The exercise =>
Rewrite the data from the line containing "[pin] dark wooden" through the end, inclusive, with every line kept and 23 added to each coordinate in the answers.

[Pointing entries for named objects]
§

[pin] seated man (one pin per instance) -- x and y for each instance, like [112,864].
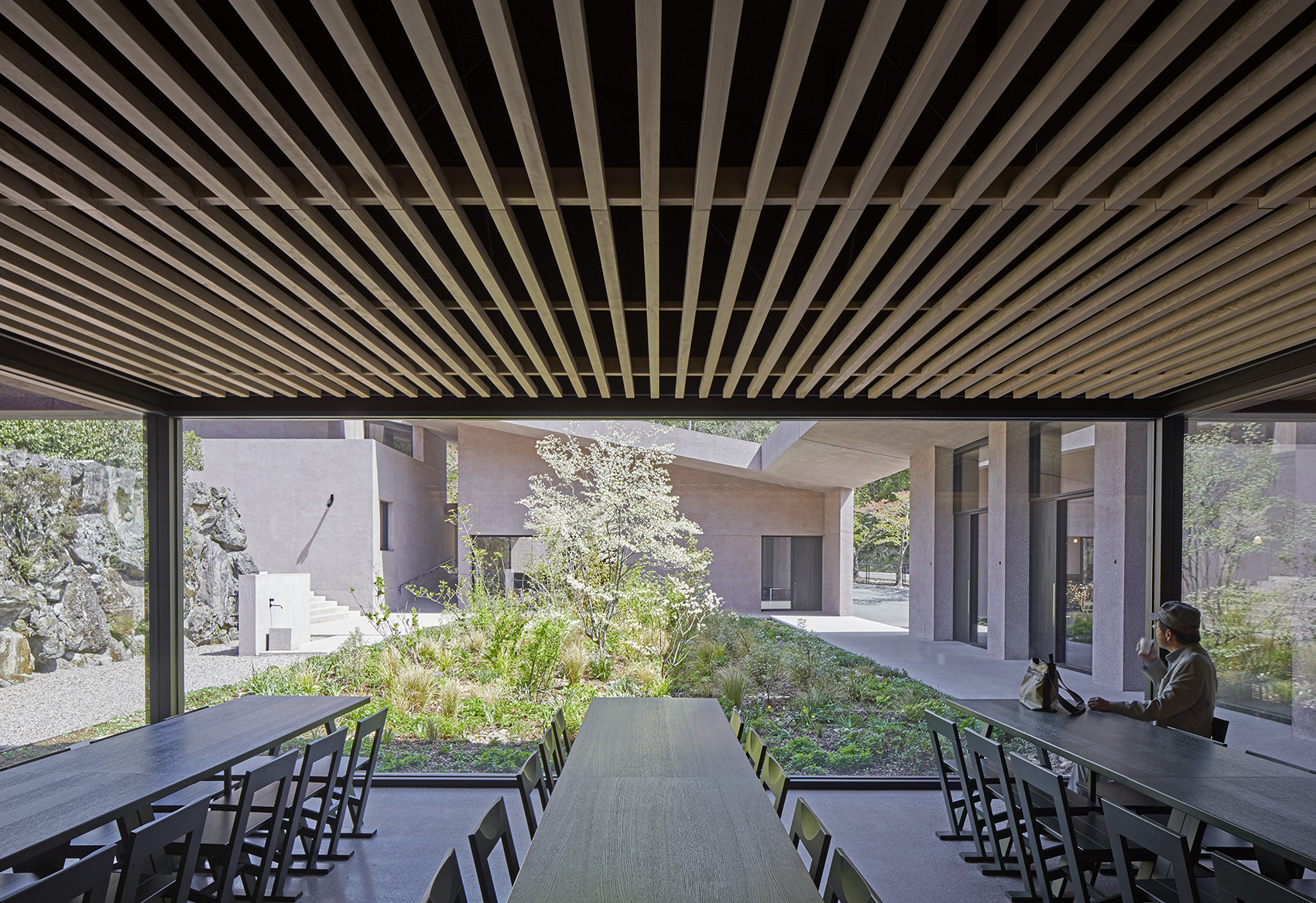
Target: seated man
[1186,696]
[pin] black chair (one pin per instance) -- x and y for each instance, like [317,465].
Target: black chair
[351,801]
[552,754]
[532,779]
[806,828]
[845,884]
[447,886]
[1136,839]
[146,873]
[1237,884]
[1004,826]
[754,751]
[1278,761]
[951,769]
[737,724]
[1049,815]
[238,844]
[560,722]
[86,881]
[547,760]
[776,782]
[491,829]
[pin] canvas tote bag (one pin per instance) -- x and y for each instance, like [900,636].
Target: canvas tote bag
[1041,687]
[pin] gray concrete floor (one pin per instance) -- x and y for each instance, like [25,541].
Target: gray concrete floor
[969,672]
[889,835]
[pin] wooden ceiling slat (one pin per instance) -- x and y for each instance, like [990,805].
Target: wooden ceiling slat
[43,86]
[359,52]
[1081,57]
[505,57]
[948,35]
[866,52]
[235,74]
[724,32]
[116,261]
[1244,39]
[1223,269]
[649,101]
[1259,86]
[432,52]
[575,57]
[797,43]
[1180,29]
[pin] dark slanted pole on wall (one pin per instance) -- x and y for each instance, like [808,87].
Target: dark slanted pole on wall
[163,566]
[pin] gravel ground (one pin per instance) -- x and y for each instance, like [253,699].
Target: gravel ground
[52,704]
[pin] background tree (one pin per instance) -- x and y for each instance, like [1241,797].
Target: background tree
[886,523]
[608,524]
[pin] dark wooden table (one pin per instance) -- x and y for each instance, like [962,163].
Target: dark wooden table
[658,802]
[1265,803]
[52,801]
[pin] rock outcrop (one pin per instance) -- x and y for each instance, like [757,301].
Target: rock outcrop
[79,598]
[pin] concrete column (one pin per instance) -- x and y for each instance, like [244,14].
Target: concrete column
[1120,552]
[1007,540]
[838,552]
[932,544]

§

Answer to the problem =>
[pin] dark wooden table (one pin per instance) -- x and y for each instance, like [962,163].
Target: dark wooden table
[681,825]
[1288,826]
[75,824]
[pin] rock outcrop (one pin per instance) -- x and y for each instance, like [757,301].
Target: rock outcrop
[102,621]
[pin] concrete column (one pin per instance) -- x and y for each instance, like [244,14].
Target: concrete column
[1143,575]
[1030,563]
[861,575]
[955,567]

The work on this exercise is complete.